(Records from an annotation dataset)
** start **
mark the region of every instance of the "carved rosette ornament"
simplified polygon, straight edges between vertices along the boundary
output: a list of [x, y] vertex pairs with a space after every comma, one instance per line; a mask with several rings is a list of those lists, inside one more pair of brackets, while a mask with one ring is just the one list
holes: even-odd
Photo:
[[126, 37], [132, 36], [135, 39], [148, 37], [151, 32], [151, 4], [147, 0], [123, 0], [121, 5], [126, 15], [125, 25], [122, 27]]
** end **
WRITTEN TASK =
Turn every line of the records into a JSON list of strings, with one string per line and no blank lines.

EXERCISE RESULT =
[
  "mark the region of every instance of the \"carved rosette ornament\"",
  "simplified polygon, straight edges between vertices along the boundary",
  "output: a list of [x, y] vertex pairs with a space after every comma, one instance per line; a mask with several rings is a list of those lists, inside one more pair of brackets, while a mask with one ring is just the one list",
  "holes: even-odd",
  "Photo:",
  "[[126, 37], [132, 36], [135, 39], [148, 37], [151, 32], [151, 4], [147, 0], [123, 0], [121, 5], [126, 15], [125, 25], [122, 27]]"
]